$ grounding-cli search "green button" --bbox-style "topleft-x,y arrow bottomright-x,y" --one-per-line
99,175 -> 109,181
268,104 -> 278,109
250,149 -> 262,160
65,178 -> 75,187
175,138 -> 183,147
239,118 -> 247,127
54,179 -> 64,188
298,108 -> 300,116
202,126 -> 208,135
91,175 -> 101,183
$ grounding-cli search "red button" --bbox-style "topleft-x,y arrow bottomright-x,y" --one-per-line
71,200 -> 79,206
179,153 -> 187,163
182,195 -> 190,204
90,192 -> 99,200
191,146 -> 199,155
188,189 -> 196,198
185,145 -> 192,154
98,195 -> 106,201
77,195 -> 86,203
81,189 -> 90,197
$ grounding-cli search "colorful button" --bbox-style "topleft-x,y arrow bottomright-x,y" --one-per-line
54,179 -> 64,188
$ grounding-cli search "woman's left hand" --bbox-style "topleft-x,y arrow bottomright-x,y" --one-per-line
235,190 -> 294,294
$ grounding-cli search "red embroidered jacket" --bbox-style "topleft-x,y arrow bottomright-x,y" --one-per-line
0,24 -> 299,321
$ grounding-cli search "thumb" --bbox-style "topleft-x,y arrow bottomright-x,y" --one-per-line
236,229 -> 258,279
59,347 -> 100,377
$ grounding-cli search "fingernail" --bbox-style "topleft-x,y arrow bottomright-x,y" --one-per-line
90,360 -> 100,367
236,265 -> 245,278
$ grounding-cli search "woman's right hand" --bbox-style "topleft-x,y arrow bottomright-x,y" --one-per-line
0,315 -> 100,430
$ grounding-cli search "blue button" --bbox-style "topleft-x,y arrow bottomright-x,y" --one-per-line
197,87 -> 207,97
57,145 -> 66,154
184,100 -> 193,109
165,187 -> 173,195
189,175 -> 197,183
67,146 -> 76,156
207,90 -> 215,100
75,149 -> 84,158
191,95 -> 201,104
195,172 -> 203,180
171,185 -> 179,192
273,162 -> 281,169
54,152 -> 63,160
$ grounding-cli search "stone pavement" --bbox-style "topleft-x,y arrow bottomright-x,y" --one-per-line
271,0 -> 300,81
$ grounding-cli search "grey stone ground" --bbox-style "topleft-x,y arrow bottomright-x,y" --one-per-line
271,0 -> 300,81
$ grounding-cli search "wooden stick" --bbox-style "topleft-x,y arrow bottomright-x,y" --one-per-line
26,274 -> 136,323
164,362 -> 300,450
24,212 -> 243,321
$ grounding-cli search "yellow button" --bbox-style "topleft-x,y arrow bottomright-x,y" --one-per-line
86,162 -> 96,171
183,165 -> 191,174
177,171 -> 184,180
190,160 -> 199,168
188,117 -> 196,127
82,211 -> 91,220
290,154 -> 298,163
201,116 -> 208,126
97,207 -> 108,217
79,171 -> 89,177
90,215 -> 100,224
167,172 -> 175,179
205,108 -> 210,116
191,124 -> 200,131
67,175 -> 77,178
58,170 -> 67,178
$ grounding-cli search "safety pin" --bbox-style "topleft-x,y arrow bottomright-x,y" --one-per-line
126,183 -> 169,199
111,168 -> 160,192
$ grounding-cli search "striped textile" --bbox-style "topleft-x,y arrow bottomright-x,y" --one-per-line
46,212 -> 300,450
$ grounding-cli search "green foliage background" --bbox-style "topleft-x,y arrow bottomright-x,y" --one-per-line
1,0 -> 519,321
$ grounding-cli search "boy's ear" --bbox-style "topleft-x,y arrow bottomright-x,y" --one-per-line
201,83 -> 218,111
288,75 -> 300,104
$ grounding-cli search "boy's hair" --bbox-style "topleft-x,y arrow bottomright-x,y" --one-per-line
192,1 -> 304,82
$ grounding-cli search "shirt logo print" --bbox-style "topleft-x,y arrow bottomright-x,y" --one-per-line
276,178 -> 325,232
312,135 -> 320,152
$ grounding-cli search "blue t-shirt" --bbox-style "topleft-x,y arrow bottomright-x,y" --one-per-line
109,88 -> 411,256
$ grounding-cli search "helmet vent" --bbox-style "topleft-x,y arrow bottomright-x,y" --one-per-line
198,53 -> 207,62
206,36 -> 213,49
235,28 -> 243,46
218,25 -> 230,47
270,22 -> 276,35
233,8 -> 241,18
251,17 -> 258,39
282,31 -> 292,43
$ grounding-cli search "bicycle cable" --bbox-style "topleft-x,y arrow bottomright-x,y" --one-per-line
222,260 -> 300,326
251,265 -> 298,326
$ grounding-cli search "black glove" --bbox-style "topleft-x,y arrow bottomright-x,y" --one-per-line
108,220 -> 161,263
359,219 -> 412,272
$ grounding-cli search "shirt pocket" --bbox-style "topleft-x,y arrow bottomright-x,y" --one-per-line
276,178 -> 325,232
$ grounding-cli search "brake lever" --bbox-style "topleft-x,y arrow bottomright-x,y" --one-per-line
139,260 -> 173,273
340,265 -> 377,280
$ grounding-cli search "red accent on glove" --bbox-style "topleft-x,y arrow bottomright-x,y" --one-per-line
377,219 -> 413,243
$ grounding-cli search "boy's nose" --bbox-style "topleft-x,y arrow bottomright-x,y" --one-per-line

==================================================

(Your assignment)
Return every line above exactly.

(Completed task)
$ grounding-cli search "green button" --bbox-style "topleft-x,y arrow bottomright-x,y" --one-per-line
99,175 -> 109,181
268,104 -> 278,109
250,149 -> 262,160
65,178 -> 75,187
175,138 -> 183,147
239,118 -> 247,127
54,179 -> 64,188
298,108 -> 300,116
202,126 -> 208,135
91,175 -> 101,183
$ grounding-cli search "red button" --bbox-style "topleft-x,y arrow bottomright-x,y" --one-per-line
71,200 -> 79,206
179,153 -> 187,163
182,195 -> 190,204
90,192 -> 99,200
191,146 -> 199,155
188,189 -> 196,198
185,145 -> 192,154
98,195 -> 106,201
77,195 -> 86,203
81,189 -> 90,197
$ grounding-cli search "colorful button" --bbox-style "topleft-x,y arrow bottomright-x,y" --one-per-line
54,179 -> 64,188
$ grounding-cli search "woman's left hand" --bbox-style "topleft-x,y arrow bottomright-x,y" --one-per-line
235,190 -> 294,294
$ grounding-cli search "red embroidered jacket" --bbox-style "topleft-x,y arrow bottomright-x,y" --one-per-line
0,24 -> 299,321
$ grounding-cli search "thumb" --bbox-style "topleft-x,y arrow bottomright-x,y" --one-per-line
236,229 -> 258,279
59,347 -> 100,377
$ grounding-cli search "fingernail" --bbox-style "topleft-x,y arrow bottomright-x,y" --one-per-line
90,360 -> 100,367
236,265 -> 245,278
$ grounding-cli search "woman's right hand" --bbox-style "topleft-x,y arrow bottomright-x,y" --one-per-line
0,315 -> 100,430
$ grounding-cli search "blue button" --bbox-style "topleft-x,y arrow bottomright-x,y" --one-per-line
197,87 -> 207,97
57,145 -> 66,154
184,100 -> 193,109
165,187 -> 173,195
189,175 -> 197,183
67,146 -> 76,156
207,90 -> 215,100
75,149 -> 84,158
191,95 -> 201,104
195,172 -> 203,180
171,185 -> 179,192
273,162 -> 281,169
54,152 -> 63,160
$ grounding-cli search "stone pavement" --bbox-style "topleft-x,y arrow bottomright-x,y" --one-per-line
271,0 -> 300,81
$ grounding-cli search "grey stone ground" --bbox-style "topleft-x,y arrow bottomright-x,y" --one-per-line
271,0 -> 300,81
$ grounding-cli search "wooden stick" --bbox-style "topleft-x,y arrow bottomright-x,y" --one-per-line
26,274 -> 136,323
164,362 -> 300,450
24,212 -> 243,321
$ grounding-cli search "yellow button" --bbox-style "topleft-x,y arrow bottomright-x,y" --one-per-line
86,162 -> 96,171
183,165 -> 191,174
177,171 -> 184,180
190,160 -> 199,168
188,117 -> 196,127
82,211 -> 91,220
290,154 -> 298,163
201,116 -> 208,126
97,207 -> 108,217
79,171 -> 89,177
90,215 -> 100,224
167,172 -> 175,179
205,108 -> 210,116
191,124 -> 200,131
67,175 -> 77,178
58,170 -> 67,178
$ grounding-cli search "safety pin" --bbox-style "topleft-x,y arrow bottomright-x,y" --one-per-line
126,183 -> 169,199
111,168 -> 160,192
$ grounding-cli search "striped textile" --bbox-style "topleft-x,y arrow bottomright-x,y" --one-per-line
46,212 -> 300,450
$ grounding-cli search "green foliage background" --bbox-style "topleft-x,y arrow bottomright-x,y" --one-per-line
1,0 -> 519,321
$ grounding-cli search "boy's ear" --bbox-style "topleft-x,y arrow bottomright-x,y" --one-per-line
201,83 -> 218,111
288,75 -> 300,104
$ grounding-cli search "boy's hair" --bbox-style "topleft-x,y arrow bottomright-x,y" --one-per-line
192,1 -> 304,82
$ grounding-cli search "shirt logo print" --bbox-style "topleft-x,y arrow bottomright-x,y" --one-per-line
276,178 -> 325,232
312,135 -> 320,152
$ grounding-cli search "blue t-shirt" --bbox-style "topleft-x,y arrow bottomright-x,y" --one-per-line
109,88 -> 411,256
$ grounding-cli search "helmet vent" --bbox-style "topleft-x,y arrow bottomright-x,y" --one-per-line
198,53 -> 207,62
206,36 -> 213,49
235,28 -> 243,46
218,25 -> 230,47
270,22 -> 276,35
233,8 -> 241,18
251,17 -> 258,39
282,31 -> 292,43
$ grounding-cli search "bicycle cable" --bbox-style "topleft-x,y arrow bottomright-x,y" --one-per-line
222,260 -> 300,326
251,265 -> 298,326
$ grounding-cli search "black glove" --bbox-style "topleft-x,y arrow bottomright-x,y" --one-per-line
108,220 -> 161,263
359,219 -> 412,272
$ grounding-cli search "shirt pocket" --bbox-style "topleft-x,y arrow bottomright-x,y" --one-per-line
276,178 -> 325,232
$ grounding-cli search "brake lever" --bbox-style "topleft-x,y arrow bottomright-x,y" --one-per-line
139,260 -> 173,273
340,265 -> 377,280
$ grounding-cli search "red accent on glove" --bbox-style "topleft-x,y arrow bottomright-x,y" --one-per-line
377,219 -> 413,243
$ grounding-cli search "boy's nose" --bbox-style "topleft-x,y arrow bottomright-x,y" --one-per-line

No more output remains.